* _OBJECTIVE_: Quote precisely the final stretch of the listing: start at the line containing "Can you see the serrated" and stop after the last line.

** begin **

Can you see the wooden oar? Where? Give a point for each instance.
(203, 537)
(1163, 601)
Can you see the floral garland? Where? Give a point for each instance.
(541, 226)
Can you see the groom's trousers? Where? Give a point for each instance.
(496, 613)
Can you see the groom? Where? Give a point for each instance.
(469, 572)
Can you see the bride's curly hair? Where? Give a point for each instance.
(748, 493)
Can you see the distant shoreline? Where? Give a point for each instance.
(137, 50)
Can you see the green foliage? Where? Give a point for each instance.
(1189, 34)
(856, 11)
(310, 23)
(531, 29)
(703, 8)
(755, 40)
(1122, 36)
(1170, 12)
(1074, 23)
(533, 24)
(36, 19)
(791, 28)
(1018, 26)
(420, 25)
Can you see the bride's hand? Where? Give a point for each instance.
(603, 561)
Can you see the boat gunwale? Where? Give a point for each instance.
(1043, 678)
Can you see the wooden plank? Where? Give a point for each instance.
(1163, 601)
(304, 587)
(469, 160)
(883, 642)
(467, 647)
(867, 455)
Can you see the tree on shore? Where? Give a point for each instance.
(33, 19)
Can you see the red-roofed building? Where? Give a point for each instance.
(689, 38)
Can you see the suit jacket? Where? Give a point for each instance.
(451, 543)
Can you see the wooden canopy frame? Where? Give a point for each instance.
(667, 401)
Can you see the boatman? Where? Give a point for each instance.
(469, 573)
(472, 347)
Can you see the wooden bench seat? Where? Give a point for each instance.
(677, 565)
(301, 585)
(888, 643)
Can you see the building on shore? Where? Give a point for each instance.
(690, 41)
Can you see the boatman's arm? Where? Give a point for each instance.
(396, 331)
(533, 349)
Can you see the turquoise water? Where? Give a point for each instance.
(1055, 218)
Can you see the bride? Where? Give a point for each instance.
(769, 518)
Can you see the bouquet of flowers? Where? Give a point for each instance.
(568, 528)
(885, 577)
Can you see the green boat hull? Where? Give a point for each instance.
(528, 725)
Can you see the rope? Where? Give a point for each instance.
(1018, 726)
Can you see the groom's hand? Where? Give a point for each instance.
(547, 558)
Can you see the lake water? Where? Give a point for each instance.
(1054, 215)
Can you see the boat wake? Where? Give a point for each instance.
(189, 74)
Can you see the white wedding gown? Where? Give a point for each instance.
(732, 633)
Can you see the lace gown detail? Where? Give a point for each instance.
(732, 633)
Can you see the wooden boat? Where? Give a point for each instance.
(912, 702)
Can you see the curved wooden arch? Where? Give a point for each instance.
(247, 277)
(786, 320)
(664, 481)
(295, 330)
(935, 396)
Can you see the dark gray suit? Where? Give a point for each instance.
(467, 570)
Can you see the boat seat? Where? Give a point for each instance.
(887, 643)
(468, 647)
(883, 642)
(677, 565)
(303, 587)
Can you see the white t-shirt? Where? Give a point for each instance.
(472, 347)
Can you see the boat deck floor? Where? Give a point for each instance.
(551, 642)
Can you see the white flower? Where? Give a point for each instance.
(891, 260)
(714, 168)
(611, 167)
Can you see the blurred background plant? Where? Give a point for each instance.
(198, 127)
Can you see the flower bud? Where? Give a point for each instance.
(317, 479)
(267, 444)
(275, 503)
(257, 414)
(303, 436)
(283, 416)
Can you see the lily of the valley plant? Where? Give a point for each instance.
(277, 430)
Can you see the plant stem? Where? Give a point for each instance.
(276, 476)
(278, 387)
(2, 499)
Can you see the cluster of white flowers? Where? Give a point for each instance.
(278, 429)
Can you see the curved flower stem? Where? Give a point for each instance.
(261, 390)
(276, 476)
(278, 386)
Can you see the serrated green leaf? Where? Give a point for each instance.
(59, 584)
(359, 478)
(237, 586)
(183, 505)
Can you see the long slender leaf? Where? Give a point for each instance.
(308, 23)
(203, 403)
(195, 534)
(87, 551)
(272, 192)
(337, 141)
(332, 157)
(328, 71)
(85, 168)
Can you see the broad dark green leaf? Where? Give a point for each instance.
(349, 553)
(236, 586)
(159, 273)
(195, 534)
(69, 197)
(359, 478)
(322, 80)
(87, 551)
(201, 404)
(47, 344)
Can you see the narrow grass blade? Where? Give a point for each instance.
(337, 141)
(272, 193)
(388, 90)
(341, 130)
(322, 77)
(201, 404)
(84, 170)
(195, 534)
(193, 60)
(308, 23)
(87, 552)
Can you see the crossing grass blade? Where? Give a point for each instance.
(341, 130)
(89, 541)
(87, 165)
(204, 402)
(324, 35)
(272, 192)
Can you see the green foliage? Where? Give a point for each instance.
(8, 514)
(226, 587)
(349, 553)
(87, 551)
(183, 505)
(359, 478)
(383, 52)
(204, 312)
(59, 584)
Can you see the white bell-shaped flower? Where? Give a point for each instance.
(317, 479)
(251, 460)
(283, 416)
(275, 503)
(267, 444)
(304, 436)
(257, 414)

** end **

* _EXPECTED OUTPUT_:
Can you see the serrated green leaf? Where? Give a point for each instance.
(59, 584)
(359, 478)
(237, 586)
(183, 505)
Can you see the long slender leaf? Where? Give a point for each instance.
(308, 23)
(203, 403)
(195, 534)
(87, 551)
(272, 192)
(337, 141)
(332, 157)
(328, 71)
(85, 168)
Can you see the broad dark green leaf? Where? Give a point for each instance.
(349, 553)
(236, 586)
(159, 273)
(195, 534)
(69, 197)
(359, 478)
(322, 80)
(87, 551)
(201, 404)
(47, 344)
Can you see the narrow grass blade? Where? Give a point for each instance.
(337, 141)
(272, 193)
(388, 90)
(341, 130)
(322, 77)
(201, 404)
(84, 170)
(195, 534)
(193, 60)
(308, 23)
(87, 552)
Can you see the crossing grass blade? Where? Give a point for each instance.
(341, 130)
(89, 541)
(87, 165)
(204, 402)
(324, 35)
(272, 192)
Can you see the green foliage? Where? Give a point for each instance.
(8, 514)
(226, 587)
(349, 553)
(87, 551)
(183, 505)
(359, 478)
(383, 52)
(204, 312)
(59, 584)
Can you see the white bell-shaped flower? Where? Give a point for each instance.
(317, 479)
(251, 460)
(283, 416)
(275, 503)
(267, 444)
(304, 436)
(257, 414)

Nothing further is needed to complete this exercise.